- [TASKS TO CARRY OUT]:
(1) Can you turn the paragraph that begins "Mullaghmast (Irish: Mullach Maistín)" in the Mullaghmast article into a short bulleted list that keeps its main facts?
(2) Would you reproduce, word for word, the part of the Mullaghmast article between "1577 massacre[edit]" and "flight or force.", inclusive?
— Begin EXTRACT PROVIDED —
Mullaghmast (Irish: Mullach Maistín), (modern spelling in English is Mullamast[1]) is a hill in the south of County Kildare, Leinster, near the village of Ballitore. It was an important site in prehistory, in early history and again in more recent times. It is classed as a National Monument by the Department of the Environment, Community and Local Government.

Legend and prehistory[edit]

The Metrical Dindshenchas, or Lore of Places, a Middle Irish collection of poetry purporting to explain the origins of Irish place names, claims that Mullaghmast is named for Maistiu, wife of Dáire Derg, who was killed by the sorcery of the malicious faery Gris, who was in turned killed by Dáire Derg.[2]

A standing stone from Mullaghmast, decorated with a triskele, thought to belong to the very end of the prehistoric period, or perhaps to the early Christian period, is now in the National Museum of Ireland in Dublin.[3]

1577 massacre[edit]

From the Annals of the Four Masters:

  • M1577.14. A horrible and abominable act of treachery was committed by the English of Leinster and Meath upon that part of the people of Offally and Leix that remained in confederacy with them, and under their protection. It was effected thus: they were all summoned to shew themselves, with the greatest number they could be able to bring with them, at the great rath of Mullach-Maistean; and on their arrival at that place they were surrounded on every side by four lines of soldiers and cavalry, who proceeded to shoot and slaughter them without mercy, so that not a single individual escaped, by flight or force.
— End EXTRACT PROVIDED —
— Begin STORED ROWS —
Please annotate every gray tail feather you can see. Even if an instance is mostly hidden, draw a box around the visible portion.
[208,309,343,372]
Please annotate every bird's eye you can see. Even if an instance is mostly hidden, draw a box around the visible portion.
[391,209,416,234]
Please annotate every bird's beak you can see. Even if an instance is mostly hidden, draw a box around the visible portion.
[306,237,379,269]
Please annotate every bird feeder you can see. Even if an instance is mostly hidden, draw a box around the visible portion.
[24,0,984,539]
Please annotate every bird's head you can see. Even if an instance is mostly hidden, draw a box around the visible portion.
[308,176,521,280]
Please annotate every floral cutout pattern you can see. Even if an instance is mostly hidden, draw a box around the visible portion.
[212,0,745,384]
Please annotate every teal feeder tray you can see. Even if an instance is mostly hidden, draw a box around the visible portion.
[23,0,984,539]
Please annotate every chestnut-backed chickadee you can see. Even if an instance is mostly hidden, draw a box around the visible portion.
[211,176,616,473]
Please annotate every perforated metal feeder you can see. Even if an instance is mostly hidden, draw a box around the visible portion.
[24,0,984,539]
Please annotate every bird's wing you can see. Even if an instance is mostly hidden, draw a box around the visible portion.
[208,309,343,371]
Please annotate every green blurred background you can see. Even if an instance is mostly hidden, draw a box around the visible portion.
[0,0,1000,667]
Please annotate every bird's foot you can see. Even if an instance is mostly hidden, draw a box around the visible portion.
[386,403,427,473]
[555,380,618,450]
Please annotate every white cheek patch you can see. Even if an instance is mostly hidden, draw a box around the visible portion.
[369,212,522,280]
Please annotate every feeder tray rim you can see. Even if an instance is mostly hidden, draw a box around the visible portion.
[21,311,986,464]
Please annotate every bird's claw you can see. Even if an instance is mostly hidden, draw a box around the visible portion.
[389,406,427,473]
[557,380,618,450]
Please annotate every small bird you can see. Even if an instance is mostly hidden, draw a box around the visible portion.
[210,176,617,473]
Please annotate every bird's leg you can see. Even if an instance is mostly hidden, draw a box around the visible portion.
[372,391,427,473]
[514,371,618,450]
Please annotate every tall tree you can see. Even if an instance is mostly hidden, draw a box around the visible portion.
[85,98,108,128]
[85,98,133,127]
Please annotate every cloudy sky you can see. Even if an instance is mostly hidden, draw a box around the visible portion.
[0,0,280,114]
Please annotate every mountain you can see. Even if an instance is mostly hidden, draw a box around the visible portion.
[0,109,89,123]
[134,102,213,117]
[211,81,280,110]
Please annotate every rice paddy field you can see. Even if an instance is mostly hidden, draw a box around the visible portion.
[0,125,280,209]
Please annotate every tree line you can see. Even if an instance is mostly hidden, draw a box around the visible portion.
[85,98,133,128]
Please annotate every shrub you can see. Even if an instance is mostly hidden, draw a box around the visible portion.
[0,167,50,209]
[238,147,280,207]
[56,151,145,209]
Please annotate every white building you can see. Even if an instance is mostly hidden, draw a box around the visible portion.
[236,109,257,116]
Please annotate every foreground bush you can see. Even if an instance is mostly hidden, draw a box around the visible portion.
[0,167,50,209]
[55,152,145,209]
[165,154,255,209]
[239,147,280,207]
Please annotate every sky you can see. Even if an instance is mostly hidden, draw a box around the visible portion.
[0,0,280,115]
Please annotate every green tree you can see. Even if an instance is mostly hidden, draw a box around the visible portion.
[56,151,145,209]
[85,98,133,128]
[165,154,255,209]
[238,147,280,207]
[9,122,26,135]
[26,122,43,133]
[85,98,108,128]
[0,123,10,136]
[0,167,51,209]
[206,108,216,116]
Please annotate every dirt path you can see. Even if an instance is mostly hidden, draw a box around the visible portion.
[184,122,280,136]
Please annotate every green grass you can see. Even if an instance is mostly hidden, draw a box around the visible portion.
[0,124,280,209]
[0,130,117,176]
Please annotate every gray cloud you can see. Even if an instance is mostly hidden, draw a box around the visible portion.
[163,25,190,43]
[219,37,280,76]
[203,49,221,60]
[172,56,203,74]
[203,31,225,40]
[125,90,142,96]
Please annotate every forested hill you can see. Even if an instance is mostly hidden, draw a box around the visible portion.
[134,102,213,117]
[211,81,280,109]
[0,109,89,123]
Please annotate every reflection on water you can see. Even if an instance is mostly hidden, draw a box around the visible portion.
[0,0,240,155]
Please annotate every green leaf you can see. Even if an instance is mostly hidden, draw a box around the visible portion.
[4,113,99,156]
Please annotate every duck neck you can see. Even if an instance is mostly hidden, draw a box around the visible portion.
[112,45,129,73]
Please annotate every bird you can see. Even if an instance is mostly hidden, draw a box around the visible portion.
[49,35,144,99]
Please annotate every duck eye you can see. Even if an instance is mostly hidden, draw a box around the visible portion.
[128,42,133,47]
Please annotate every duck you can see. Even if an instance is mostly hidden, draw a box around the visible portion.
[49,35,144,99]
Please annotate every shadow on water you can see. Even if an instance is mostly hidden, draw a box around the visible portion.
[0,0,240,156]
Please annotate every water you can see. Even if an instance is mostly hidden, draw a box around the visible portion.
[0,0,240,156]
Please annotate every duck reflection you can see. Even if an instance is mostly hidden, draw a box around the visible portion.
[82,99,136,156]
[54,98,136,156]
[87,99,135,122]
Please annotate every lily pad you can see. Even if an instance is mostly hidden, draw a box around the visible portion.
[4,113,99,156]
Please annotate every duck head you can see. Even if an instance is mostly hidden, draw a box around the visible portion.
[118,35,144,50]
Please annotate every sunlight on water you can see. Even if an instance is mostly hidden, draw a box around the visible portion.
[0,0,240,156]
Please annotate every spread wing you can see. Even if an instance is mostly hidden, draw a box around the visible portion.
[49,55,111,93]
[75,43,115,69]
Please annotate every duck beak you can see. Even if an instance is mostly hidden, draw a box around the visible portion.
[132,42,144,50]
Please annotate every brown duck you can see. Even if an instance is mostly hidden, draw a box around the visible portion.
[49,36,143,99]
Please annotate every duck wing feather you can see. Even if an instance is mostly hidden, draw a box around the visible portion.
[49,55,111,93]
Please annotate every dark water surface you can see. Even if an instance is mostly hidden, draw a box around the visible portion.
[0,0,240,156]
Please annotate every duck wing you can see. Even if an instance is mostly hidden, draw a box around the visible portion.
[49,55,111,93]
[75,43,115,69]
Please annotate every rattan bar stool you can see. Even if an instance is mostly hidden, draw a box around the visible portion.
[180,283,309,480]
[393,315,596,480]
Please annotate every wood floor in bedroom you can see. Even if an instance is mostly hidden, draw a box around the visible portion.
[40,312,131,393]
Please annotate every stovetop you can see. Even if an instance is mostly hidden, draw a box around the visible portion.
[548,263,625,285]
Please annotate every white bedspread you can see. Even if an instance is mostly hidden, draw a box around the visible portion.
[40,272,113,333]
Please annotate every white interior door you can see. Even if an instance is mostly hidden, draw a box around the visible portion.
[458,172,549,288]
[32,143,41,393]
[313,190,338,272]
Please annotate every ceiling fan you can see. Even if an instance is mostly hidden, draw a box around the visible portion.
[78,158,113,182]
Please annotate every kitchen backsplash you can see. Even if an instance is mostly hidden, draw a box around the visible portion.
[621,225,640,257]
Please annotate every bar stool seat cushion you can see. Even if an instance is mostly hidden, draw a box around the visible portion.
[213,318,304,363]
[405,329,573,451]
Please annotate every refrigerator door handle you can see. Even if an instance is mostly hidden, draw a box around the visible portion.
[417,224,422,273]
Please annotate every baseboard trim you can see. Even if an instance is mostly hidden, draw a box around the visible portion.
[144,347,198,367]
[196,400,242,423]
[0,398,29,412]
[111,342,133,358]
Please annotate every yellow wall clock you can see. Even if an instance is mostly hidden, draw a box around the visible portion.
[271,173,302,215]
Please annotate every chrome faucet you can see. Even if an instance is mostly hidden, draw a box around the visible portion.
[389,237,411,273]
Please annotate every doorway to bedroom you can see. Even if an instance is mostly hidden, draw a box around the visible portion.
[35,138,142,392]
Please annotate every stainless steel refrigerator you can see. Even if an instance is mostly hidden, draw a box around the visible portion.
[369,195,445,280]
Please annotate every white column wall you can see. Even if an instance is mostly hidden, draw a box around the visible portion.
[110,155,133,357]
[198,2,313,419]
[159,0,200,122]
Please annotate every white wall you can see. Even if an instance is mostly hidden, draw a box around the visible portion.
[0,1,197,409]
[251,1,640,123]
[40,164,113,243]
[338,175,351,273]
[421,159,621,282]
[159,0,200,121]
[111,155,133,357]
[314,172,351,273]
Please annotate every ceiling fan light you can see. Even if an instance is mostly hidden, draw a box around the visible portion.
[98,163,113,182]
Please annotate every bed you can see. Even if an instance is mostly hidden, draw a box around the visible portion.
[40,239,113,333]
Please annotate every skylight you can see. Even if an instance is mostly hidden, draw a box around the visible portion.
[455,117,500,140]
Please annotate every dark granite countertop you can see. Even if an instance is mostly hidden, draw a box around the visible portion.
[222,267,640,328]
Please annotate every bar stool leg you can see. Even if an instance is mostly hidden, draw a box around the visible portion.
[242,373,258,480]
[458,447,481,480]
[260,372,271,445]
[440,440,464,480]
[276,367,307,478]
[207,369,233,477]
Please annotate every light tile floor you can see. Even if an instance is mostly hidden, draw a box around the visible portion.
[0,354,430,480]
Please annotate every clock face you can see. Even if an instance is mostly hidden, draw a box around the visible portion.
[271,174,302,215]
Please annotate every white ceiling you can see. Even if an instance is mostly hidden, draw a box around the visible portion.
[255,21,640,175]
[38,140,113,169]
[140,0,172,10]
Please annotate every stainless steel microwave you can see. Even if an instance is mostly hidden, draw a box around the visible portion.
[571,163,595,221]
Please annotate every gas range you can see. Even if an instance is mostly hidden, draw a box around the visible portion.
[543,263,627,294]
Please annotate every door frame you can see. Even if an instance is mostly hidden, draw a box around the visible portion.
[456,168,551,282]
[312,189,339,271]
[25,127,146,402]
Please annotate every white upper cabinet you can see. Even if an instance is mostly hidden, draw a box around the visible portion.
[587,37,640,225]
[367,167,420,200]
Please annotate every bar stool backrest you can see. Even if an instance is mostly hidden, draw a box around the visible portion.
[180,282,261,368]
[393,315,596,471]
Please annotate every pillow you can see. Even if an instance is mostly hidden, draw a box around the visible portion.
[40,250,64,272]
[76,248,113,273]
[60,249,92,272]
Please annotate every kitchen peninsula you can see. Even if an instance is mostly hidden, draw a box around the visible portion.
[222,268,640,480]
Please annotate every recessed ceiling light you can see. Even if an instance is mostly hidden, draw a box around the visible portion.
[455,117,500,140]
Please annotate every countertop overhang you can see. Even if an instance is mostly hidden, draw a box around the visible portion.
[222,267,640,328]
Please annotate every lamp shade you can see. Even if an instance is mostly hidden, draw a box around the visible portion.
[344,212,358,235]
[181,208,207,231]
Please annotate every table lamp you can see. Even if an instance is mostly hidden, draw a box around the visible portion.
— End STORED ROWS —
- [FULL SOLUTIONS]:
(1)
- Mullaghmast (Irish: Mullach Maistín; modern English spelling Mullamast) is a hill in the south of County Kildare, Leinster, near the village of Ballitore.
- It was an important site in prehistory, in early history and again in more recent times.
- The Department of the Environment, Community and Local Government classes it as a National Monument.

(2)
1577 massacre[edit]

From the Annals of the Four Masters:

  • M1577.14. A horrible and abominable act of treachery was committed by the English of Leinster and Meath upon that part of the people of Offally and Leix that remained in confederacy with them, and under their protection. It was effected thus: they were all summoned to shew themselves, with the greatest number they could be able to bring with them, at the great rath of Mullach-Maistean; and on their arrival at that place they were surrounded on every side by four lines of soldiers and cavalry, who proceeded to shoot and slaughter them without mercy, so that not a single individual escaped, by flight or force.